Given exercise:
Write out all of the records precisely. Skip anything that is a picture.

Data supplied:
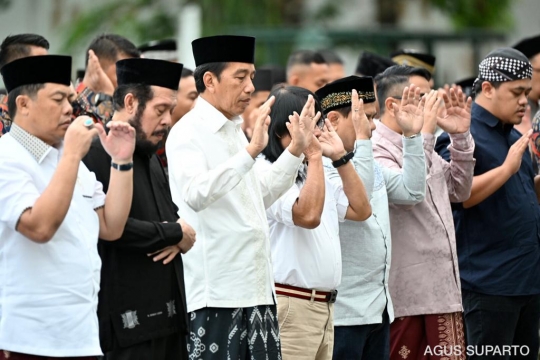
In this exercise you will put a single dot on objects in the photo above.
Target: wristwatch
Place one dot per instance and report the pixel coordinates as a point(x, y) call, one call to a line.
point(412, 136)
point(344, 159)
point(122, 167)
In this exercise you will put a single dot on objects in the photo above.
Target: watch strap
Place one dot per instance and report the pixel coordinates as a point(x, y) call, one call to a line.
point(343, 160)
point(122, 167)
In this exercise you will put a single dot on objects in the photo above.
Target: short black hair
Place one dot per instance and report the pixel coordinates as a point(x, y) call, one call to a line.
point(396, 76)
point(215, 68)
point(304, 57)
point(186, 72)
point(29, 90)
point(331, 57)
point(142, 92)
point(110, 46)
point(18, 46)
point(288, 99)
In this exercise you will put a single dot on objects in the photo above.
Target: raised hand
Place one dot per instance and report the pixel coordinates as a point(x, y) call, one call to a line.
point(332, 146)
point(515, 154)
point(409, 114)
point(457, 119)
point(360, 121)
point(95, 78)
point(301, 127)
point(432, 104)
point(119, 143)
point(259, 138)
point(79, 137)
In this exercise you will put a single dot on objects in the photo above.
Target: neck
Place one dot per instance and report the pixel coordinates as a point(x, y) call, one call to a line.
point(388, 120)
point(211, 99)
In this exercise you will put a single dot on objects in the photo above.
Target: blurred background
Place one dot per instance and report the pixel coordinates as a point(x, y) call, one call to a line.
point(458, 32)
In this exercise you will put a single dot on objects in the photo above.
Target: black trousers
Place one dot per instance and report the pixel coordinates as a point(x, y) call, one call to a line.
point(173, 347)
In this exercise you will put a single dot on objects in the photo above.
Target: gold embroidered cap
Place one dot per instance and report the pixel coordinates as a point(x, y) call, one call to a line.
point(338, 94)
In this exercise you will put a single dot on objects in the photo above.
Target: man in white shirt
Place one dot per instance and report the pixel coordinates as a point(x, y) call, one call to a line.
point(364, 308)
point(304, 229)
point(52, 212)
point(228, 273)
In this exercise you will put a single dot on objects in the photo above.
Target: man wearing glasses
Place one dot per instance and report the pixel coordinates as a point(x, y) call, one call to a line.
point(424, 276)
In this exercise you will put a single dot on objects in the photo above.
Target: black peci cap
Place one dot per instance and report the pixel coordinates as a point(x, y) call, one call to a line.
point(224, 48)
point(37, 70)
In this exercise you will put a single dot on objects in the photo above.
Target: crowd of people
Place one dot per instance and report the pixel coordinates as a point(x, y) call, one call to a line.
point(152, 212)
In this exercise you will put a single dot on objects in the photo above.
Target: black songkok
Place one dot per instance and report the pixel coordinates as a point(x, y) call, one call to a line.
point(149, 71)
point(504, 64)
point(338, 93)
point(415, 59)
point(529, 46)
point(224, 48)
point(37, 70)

Answer to the problem:
In this exercise you will put a single dot on objects in the photo above.
Target: wristwatch
Place one dot per instance and report the pixel coordinates as a point(x, y) call, one call to a line.
point(412, 136)
point(344, 159)
point(122, 167)
In this exercise you will put a single dot on objects in the photo above.
Target: watch strap
Place one dot per instance and report the pixel coordinates as a point(x, y) call, one call to a line.
point(343, 160)
point(122, 167)
In this exercise you will put a single dot on objects in the photo above.
Target: short black hair
Place one dot per instance and report the pixel coordinates as a point(x, y) call, one call to a line.
point(396, 76)
point(215, 68)
point(304, 57)
point(186, 72)
point(29, 90)
point(331, 57)
point(142, 92)
point(110, 46)
point(18, 46)
point(288, 99)
In this exercise you will put a single dot on objects in the photo above.
Target: raised hand
Place one dot per instance and report the pixel coordinates as a point(x, y) call, one call to a line.
point(332, 146)
point(515, 154)
point(409, 114)
point(457, 119)
point(360, 121)
point(95, 78)
point(301, 127)
point(432, 104)
point(119, 143)
point(259, 138)
point(79, 137)
In this exercise you will put a single dot on objects in the photo above.
Target: neck
Place one dot per instance and report the pixel coordinates as a point(x, y) call, one call to a line.
point(388, 120)
point(211, 99)
In this exercise you will put a single dot on objects in the photo above.
Target: blurred background
Place one dot per instance and report the pixel coordinates as a point(x, y) call, one call to a line.
point(458, 32)
In this exercise you will put a single dot on objects in the photo above.
Target: black trousers
Place one dot per instance and report the pixel coordinates as a point(x, y) call, one call to a line.
point(173, 347)
In this exercise you will put a single dot on objects in the photo above.
Target: gold embroidered cap
Place one dot per instance and report the pixel coordinates as a point(x, y) call, one call to a line.
point(338, 94)
In this exercise you will put a single dot on objects in the photo above.
Target: man in white shirt
Place one dot per instance and report the pixel coordinates as a point(x, y) call, one call to a line.
point(364, 308)
point(304, 229)
point(52, 212)
point(228, 273)
In this exercise you will put a single dot on objects in the photo above.
Target: man wearing glasses
Place one dot per instance and report the pixel coordinates as a point(x, y) call, one call to a line.
point(424, 276)
In this exercise you will put a single dot on objects in the photo above.
Target: black peci cap
Place one dot per instance and report the pixel coordinates as a point(x, y) call, one call to a line.
point(224, 48)
point(37, 70)
In this exercise you will put a single dot on objects in the photo above.
Target: crowd of people
Place one dot per instance and report the pixel coordinates as a point(x, y) call, one call to a line.
point(152, 212)
In this exercise you will put a single dot on objects in the photo above.
Target: black songkok
Place one dot per instance and report the pixel coordinates as a point(x, y) call, one call to a line.
point(149, 71)
point(504, 64)
point(338, 93)
point(415, 59)
point(529, 46)
point(224, 48)
point(37, 70)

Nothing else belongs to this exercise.